Directive: Take the lines from the one with "pick out the silver sedan, placing" to the end of the listing, both ends included, and quote them exactly, leaving pictures out.

[Point-based annotation data]
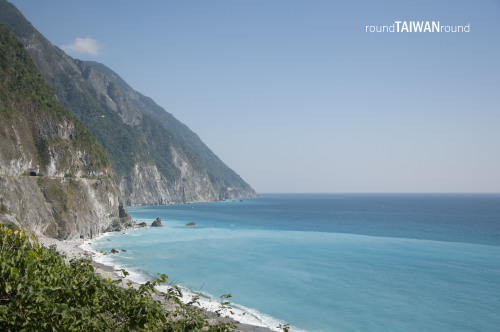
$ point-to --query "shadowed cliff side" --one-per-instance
(55, 179)
(157, 159)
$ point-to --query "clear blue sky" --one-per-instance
(295, 96)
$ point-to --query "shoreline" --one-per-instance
(72, 249)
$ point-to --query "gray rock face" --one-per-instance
(188, 170)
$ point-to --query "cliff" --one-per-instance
(157, 159)
(55, 179)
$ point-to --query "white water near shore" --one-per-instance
(206, 301)
(331, 262)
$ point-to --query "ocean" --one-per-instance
(329, 262)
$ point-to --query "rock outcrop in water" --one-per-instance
(157, 222)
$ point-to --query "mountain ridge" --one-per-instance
(55, 179)
(157, 159)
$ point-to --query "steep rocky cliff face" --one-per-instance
(157, 159)
(55, 179)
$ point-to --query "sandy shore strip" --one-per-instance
(72, 250)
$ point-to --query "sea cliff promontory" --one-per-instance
(157, 159)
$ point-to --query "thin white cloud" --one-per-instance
(83, 46)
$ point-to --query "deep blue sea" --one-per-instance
(331, 262)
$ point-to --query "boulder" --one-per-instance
(157, 222)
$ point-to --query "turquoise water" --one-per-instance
(331, 262)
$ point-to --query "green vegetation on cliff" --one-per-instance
(24, 94)
(132, 127)
(39, 292)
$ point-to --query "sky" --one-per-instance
(300, 96)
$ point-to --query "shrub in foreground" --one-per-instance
(39, 292)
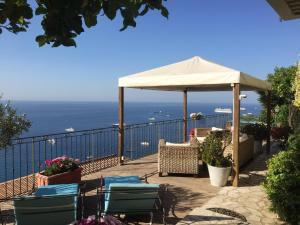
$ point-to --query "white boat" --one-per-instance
(223, 110)
(145, 143)
(71, 129)
(51, 141)
(117, 124)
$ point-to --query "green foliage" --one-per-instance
(60, 165)
(64, 20)
(293, 142)
(282, 97)
(282, 185)
(14, 15)
(11, 124)
(249, 118)
(213, 148)
(258, 130)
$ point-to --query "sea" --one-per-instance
(49, 117)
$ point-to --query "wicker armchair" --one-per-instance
(246, 150)
(182, 159)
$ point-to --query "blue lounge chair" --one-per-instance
(53, 204)
(132, 198)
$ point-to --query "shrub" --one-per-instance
(60, 165)
(282, 185)
(280, 133)
(213, 148)
(293, 142)
(258, 130)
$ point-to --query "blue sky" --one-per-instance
(244, 35)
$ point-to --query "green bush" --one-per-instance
(213, 148)
(258, 130)
(293, 142)
(282, 185)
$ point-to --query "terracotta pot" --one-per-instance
(62, 178)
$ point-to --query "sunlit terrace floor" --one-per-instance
(184, 192)
(188, 198)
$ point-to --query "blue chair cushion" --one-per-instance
(59, 189)
(130, 198)
(121, 179)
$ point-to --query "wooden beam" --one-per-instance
(185, 116)
(236, 128)
(121, 126)
(268, 146)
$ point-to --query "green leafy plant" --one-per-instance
(258, 130)
(60, 165)
(293, 142)
(12, 125)
(282, 185)
(283, 111)
(213, 149)
(63, 20)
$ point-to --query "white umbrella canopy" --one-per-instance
(194, 74)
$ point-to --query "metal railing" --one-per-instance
(96, 149)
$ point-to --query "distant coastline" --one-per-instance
(56, 116)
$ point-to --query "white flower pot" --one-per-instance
(218, 175)
(257, 147)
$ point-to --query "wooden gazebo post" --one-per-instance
(184, 116)
(121, 126)
(268, 146)
(236, 128)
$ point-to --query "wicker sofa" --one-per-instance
(246, 150)
(178, 158)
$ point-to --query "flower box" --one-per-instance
(62, 178)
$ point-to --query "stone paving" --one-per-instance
(249, 200)
(190, 198)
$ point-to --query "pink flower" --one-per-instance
(48, 162)
(64, 157)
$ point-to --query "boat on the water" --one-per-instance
(223, 110)
(71, 129)
(117, 124)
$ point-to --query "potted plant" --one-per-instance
(196, 116)
(259, 133)
(61, 170)
(219, 166)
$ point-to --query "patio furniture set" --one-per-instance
(184, 158)
(62, 204)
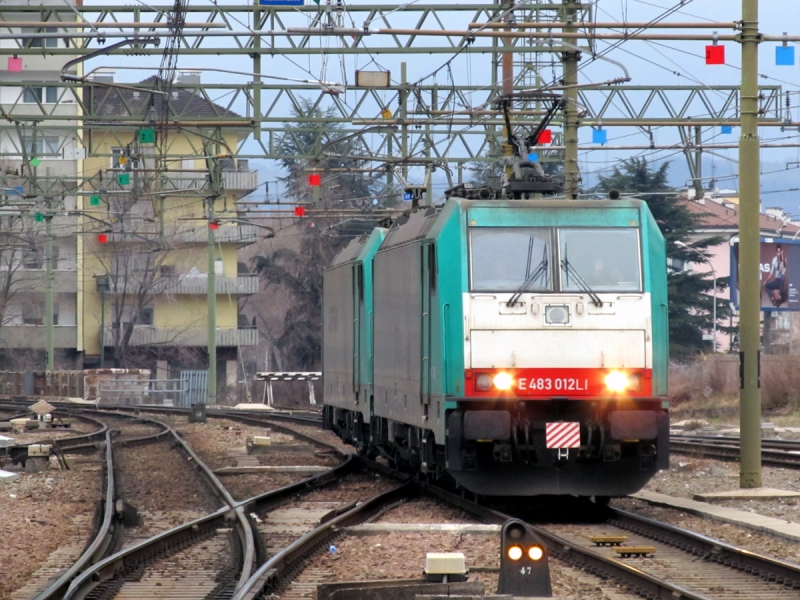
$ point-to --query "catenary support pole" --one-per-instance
(48, 300)
(749, 254)
(214, 176)
(570, 58)
(698, 162)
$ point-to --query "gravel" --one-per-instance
(688, 476)
(42, 512)
(165, 489)
(402, 555)
(220, 441)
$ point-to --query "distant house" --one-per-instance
(719, 216)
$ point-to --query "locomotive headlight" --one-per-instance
(617, 381)
(535, 553)
(483, 382)
(503, 381)
(515, 552)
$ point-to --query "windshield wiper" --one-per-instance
(540, 271)
(570, 270)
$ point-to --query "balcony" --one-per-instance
(197, 234)
(235, 286)
(35, 280)
(35, 336)
(146, 335)
(242, 180)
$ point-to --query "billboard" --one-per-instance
(779, 268)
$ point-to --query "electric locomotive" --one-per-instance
(516, 346)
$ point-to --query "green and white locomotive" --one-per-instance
(518, 347)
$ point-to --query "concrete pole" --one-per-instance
(48, 298)
(212, 303)
(698, 163)
(257, 70)
(102, 329)
(404, 117)
(570, 58)
(749, 254)
(215, 175)
(507, 76)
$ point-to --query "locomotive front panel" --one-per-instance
(560, 391)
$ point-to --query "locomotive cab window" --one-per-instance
(508, 259)
(603, 260)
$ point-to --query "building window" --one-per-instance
(44, 144)
(32, 314)
(145, 316)
(32, 260)
(34, 94)
(39, 42)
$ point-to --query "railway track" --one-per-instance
(774, 453)
(215, 555)
(684, 565)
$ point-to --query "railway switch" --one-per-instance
(524, 568)
(198, 413)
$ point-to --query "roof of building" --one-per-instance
(183, 103)
(714, 215)
(42, 407)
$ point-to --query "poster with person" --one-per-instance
(779, 267)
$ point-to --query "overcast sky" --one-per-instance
(674, 63)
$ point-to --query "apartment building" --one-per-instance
(145, 216)
(40, 161)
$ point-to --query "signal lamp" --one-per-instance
(635, 381)
(535, 553)
(515, 552)
(617, 381)
(503, 381)
(483, 382)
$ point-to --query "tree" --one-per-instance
(298, 272)
(691, 298)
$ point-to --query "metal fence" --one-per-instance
(65, 384)
(132, 392)
(195, 384)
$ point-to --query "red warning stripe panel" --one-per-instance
(563, 435)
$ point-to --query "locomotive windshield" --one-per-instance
(604, 260)
(507, 259)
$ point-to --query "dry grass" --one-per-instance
(709, 387)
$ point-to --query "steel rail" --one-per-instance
(732, 440)
(709, 549)
(88, 579)
(118, 564)
(99, 544)
(771, 457)
(603, 566)
(220, 491)
(270, 572)
(121, 561)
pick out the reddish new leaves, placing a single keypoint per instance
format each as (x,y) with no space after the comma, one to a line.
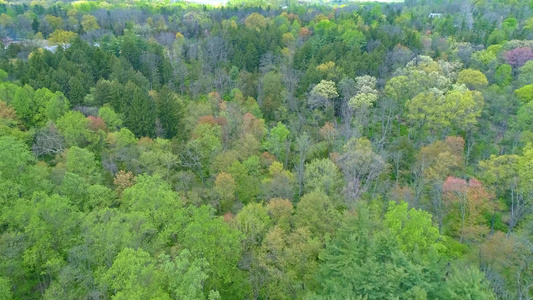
(519,56)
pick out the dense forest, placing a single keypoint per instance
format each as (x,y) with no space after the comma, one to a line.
(266,150)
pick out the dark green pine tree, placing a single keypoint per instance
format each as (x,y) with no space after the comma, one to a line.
(140,111)
(169,112)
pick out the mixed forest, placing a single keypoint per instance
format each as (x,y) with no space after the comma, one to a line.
(266,150)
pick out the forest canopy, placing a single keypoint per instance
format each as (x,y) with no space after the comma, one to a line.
(266,150)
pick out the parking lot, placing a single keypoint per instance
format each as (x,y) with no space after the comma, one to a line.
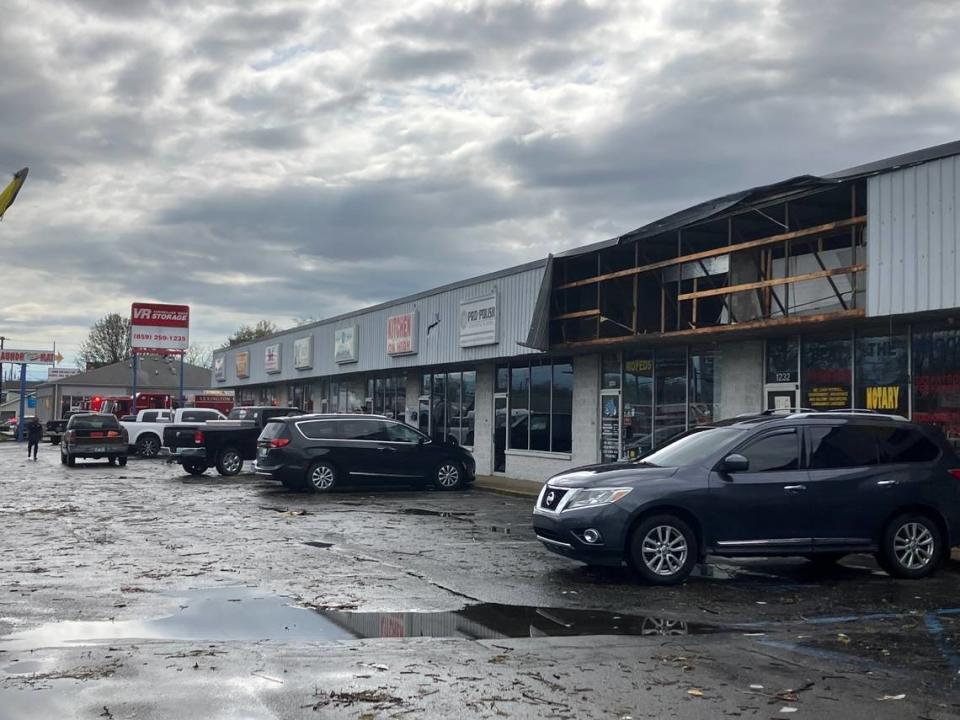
(141,591)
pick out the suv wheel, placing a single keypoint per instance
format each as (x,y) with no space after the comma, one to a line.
(148,446)
(229,462)
(194,467)
(912,547)
(448,475)
(321,477)
(663,550)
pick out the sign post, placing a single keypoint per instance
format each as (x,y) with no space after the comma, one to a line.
(24,358)
(158,329)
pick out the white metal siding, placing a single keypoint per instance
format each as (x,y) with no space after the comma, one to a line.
(913,234)
(516,296)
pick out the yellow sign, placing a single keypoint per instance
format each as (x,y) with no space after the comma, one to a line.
(883,398)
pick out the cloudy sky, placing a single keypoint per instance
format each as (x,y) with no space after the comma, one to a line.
(287,159)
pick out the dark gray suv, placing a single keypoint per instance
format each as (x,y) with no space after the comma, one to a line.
(820,485)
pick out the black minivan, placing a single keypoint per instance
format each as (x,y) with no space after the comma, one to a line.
(820,485)
(321,452)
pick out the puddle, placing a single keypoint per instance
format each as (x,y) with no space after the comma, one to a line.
(232,614)
(435,513)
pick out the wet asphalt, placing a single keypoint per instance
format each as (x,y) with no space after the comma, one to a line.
(143,592)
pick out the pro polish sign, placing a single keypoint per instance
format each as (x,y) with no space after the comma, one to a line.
(156,328)
(478,321)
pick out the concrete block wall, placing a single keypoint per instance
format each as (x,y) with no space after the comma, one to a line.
(741,378)
(483,419)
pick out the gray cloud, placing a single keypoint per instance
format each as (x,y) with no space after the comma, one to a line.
(401,62)
(304,160)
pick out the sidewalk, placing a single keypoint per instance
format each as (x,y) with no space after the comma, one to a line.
(508,486)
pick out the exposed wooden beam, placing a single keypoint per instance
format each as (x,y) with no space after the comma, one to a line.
(790,321)
(759,242)
(775,281)
(579,313)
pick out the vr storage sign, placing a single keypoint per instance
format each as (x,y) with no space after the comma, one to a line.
(478,321)
(156,328)
(402,334)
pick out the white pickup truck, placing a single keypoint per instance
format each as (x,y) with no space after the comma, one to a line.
(146,432)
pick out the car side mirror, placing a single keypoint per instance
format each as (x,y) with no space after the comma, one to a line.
(735,463)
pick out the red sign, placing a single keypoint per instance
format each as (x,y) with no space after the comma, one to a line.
(402,334)
(157,328)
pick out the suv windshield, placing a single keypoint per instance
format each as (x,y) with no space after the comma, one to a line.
(93,422)
(692,447)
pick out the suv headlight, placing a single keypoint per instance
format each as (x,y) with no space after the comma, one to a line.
(600,496)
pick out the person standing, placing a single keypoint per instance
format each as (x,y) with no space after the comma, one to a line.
(34,435)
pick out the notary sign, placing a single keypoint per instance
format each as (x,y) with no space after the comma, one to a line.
(271,359)
(478,321)
(157,328)
(28,357)
(345,344)
(220,368)
(402,334)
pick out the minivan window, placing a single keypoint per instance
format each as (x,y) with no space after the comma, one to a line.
(904,444)
(273,429)
(772,453)
(693,447)
(842,446)
(398,432)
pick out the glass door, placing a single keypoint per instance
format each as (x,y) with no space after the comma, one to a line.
(499,433)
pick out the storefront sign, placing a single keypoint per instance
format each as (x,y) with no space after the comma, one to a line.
(271,359)
(220,368)
(478,321)
(345,345)
(29,357)
(610,428)
(60,373)
(303,353)
(883,398)
(402,334)
(157,328)
(830,397)
(241,363)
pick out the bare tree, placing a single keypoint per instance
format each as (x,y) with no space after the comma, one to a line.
(199,354)
(246,333)
(107,343)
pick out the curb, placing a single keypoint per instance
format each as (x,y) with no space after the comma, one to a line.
(510,487)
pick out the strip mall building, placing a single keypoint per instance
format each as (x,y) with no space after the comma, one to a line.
(822,292)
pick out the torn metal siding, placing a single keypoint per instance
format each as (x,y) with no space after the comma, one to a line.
(913,238)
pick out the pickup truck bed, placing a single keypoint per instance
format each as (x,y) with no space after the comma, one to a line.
(223,444)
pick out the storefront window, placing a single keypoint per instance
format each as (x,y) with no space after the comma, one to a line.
(704,397)
(638,401)
(882,374)
(826,373)
(670,395)
(519,408)
(936,380)
(541,407)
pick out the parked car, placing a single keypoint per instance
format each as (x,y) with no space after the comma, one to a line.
(820,485)
(224,444)
(146,433)
(319,453)
(94,435)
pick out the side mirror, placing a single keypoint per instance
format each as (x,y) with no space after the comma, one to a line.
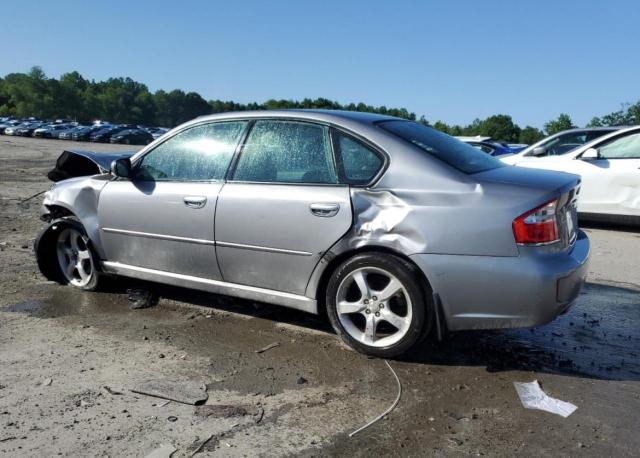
(539,151)
(121,168)
(590,154)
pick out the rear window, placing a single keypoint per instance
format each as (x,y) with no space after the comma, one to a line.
(457,154)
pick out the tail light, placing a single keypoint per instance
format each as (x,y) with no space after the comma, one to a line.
(537,226)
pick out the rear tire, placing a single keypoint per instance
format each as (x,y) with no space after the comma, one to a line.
(377,304)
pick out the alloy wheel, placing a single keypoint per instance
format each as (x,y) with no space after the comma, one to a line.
(373,307)
(74,257)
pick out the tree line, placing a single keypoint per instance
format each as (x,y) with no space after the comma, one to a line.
(124,100)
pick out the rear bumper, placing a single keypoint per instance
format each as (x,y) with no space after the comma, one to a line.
(485,292)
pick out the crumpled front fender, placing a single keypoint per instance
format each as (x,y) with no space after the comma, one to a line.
(79,196)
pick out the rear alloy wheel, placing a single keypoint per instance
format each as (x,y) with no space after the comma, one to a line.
(75,259)
(376,304)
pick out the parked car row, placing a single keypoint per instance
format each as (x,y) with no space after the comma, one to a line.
(608,162)
(64,129)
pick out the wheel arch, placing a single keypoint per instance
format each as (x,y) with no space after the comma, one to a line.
(319,287)
(44,246)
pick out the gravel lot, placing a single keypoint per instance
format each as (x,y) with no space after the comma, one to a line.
(59,348)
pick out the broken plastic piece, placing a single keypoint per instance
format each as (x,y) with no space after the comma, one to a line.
(164,451)
(184,392)
(393,406)
(268,347)
(141,298)
(532,397)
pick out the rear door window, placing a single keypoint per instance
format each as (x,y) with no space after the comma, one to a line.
(452,151)
(359,164)
(286,152)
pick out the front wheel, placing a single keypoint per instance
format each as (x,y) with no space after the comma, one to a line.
(76,261)
(377,305)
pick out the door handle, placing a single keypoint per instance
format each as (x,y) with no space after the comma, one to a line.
(195,201)
(325,209)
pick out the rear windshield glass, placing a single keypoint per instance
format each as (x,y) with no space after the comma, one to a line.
(457,154)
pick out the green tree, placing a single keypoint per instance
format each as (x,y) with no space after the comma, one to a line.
(530,135)
(499,127)
(558,125)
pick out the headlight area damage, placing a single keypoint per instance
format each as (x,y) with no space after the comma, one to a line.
(73,204)
(73,163)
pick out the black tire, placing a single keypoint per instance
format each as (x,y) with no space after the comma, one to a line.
(47,257)
(420,302)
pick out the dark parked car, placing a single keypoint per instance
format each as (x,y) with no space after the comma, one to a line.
(8,124)
(132,137)
(84,134)
(28,129)
(50,131)
(104,135)
(67,134)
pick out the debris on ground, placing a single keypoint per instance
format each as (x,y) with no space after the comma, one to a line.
(268,347)
(222,410)
(164,451)
(111,391)
(201,445)
(532,397)
(141,298)
(260,415)
(185,392)
(391,407)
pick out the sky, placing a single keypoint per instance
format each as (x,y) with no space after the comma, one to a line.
(447,60)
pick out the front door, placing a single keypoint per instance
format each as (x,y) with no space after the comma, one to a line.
(163,217)
(282,209)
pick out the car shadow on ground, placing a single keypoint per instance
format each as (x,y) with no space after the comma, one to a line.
(599,337)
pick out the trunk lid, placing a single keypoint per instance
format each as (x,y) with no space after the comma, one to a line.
(541,186)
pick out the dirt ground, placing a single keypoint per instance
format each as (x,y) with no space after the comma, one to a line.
(61,348)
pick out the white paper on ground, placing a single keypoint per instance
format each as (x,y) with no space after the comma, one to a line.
(533,397)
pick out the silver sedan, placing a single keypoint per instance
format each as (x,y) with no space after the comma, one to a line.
(393,228)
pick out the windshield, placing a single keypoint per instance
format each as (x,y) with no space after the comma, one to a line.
(457,154)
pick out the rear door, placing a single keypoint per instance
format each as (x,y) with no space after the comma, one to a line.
(163,218)
(283,207)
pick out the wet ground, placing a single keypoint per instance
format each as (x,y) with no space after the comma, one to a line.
(59,348)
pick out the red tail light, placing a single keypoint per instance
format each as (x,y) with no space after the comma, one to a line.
(539,225)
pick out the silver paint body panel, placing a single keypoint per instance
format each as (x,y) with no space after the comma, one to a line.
(180,238)
(261,241)
(278,217)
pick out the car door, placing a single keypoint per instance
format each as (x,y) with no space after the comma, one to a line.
(163,217)
(611,182)
(282,208)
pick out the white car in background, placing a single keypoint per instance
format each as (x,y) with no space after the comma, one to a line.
(610,171)
(560,143)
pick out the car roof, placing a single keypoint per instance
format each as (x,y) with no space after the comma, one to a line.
(311,114)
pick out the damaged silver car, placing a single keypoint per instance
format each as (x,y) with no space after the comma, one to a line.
(393,228)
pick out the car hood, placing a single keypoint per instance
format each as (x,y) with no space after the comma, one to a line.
(531,178)
(74,163)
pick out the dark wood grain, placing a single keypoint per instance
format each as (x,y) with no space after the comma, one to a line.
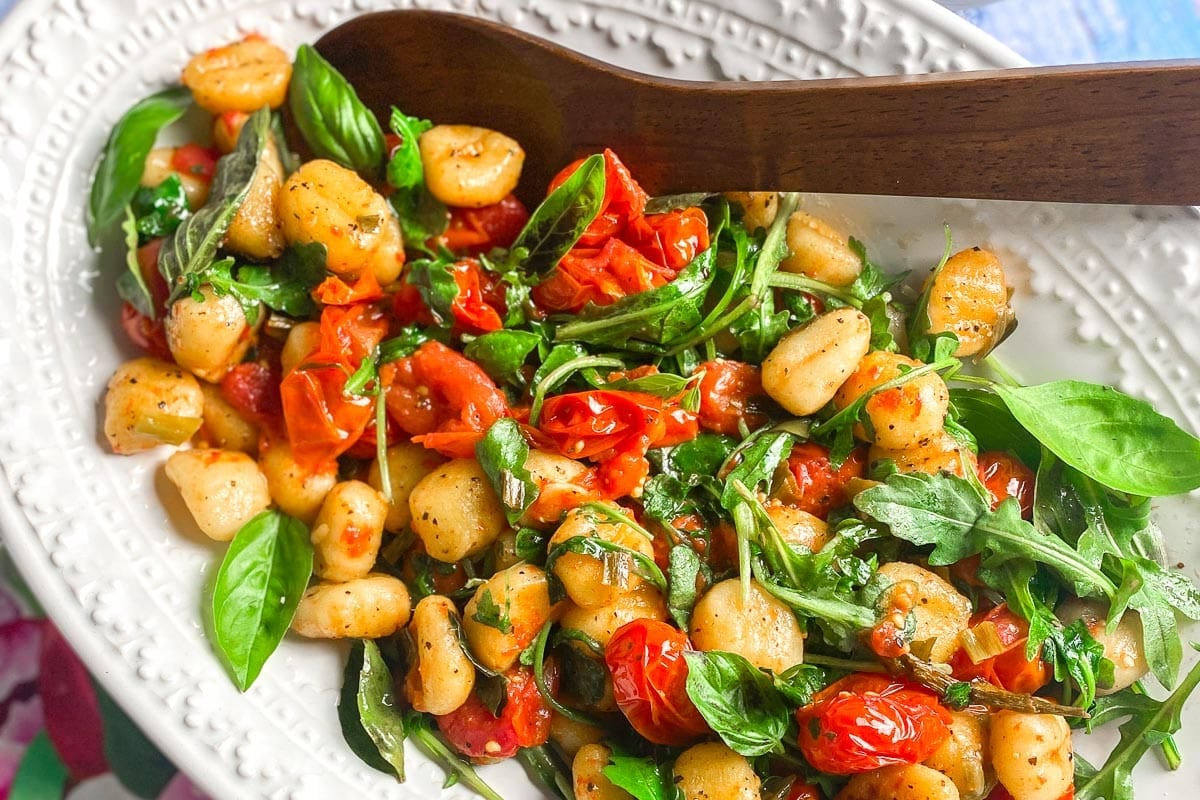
(1115,133)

Solution to this exercise:
pick out the silver sedan, placing a single keypoint per instance
format each as (x,y) with no space after the comma, one to a line.
(393,228)
pick out the windshield, placing a single keypoint per instance
format each as (x,y) with no space after the comma, one to a line.
(457,154)
pick out the rear door, placing a single keypoint per instance
format each as (x,y) with no space after the comma, one to a line.
(163,218)
(283,207)
pick out the wet ground, placing a single keypoint per instance
format each as (x,y) with no space after the comma, one to a line.
(59,348)
pick out the red tail light, placing a single keypoint per instance
format each as (x,y) with no space after the comma, one to a line.
(539,225)
pick out the silver paint body panel, placing a single keypoint per instance
format each as (x,y) with no space after the comma, one to a line.
(180,238)
(261,241)
(278,217)
pick out the car door, placing a single keypoint per instance
format each as (x,y) with no space after the comma, one to a line.
(163,217)
(611,182)
(282,208)
pick out the white car in background, placing a single keypoint per instance
format each as (x,y) with no space after the comma, one to a line.
(610,171)
(560,143)
pick out the car roof, placing a single keypoint per instance
format each as (x,y) with no space after the comma, one to a line.
(311,114)
pick out the damaged silver car, placing a single keypoint per instance
format each as (x,y) with no space after the comma, one to a line.
(393,228)
pick out the car hood, placing a single keypoint per instance
format each as (x,y) with no space after the comma, one to a line.
(531,178)
(74,163)
pick out the dark wood grain, placing a single keypoint per instance
format each as (x,y) with no space after the comma, one to a line.
(1115,133)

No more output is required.